— start Data entries —

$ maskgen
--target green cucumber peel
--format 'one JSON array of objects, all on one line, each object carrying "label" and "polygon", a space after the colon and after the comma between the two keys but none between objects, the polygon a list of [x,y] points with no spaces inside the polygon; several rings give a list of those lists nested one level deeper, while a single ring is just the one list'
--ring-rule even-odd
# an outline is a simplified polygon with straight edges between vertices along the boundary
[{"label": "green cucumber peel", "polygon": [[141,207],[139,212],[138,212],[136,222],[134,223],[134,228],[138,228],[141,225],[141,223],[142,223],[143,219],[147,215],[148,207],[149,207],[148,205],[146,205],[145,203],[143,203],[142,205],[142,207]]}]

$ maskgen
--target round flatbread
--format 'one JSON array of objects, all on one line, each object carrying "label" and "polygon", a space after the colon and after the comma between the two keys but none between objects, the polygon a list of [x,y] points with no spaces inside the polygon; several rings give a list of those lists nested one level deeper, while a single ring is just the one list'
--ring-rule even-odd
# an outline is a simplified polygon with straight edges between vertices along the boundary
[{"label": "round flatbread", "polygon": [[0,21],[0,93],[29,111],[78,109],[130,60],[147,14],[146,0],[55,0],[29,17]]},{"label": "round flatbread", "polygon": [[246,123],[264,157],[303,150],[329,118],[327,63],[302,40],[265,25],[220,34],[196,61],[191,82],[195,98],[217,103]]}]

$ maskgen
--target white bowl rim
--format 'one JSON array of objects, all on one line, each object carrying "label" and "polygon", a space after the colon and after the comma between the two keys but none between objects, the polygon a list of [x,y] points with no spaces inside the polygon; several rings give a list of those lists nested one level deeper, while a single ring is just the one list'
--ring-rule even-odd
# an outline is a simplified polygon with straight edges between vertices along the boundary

— end Data entries —
— start Data entries —

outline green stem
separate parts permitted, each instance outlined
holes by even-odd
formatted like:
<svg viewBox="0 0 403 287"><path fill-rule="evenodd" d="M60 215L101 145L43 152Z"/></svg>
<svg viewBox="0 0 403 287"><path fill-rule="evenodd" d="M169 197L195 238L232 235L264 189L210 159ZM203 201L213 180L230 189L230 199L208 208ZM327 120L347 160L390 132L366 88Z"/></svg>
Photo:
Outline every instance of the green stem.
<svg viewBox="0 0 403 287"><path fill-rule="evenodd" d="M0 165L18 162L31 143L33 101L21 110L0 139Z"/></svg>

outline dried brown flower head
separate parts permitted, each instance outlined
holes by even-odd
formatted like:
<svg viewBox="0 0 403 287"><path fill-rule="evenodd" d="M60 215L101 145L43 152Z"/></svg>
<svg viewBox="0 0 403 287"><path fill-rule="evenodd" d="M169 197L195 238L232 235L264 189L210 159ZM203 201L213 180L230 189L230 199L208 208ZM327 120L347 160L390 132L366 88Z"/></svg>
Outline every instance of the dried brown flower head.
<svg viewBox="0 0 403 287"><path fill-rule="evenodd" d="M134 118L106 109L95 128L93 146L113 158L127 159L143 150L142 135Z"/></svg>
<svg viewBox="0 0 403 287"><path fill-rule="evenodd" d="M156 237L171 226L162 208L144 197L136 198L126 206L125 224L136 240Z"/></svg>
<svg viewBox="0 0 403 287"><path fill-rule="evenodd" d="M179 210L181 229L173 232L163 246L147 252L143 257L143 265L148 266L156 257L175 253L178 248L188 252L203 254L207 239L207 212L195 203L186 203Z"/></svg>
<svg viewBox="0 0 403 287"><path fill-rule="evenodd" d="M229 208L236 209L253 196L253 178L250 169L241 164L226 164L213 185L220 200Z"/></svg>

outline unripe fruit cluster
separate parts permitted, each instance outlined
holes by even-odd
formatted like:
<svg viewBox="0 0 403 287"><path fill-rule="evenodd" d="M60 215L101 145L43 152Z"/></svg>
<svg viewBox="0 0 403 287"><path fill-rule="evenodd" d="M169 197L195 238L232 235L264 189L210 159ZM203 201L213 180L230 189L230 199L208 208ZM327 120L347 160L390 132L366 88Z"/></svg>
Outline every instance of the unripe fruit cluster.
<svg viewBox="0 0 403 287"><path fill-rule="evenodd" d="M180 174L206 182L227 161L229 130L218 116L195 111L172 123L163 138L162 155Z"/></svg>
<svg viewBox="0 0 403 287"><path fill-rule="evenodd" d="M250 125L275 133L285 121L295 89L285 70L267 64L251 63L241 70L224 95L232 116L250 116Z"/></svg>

— end Data entries —

> **Task brief**:
State how many lines in the rows above contain the string "stem", giving only the number.

> **Answer to this exercise**:
2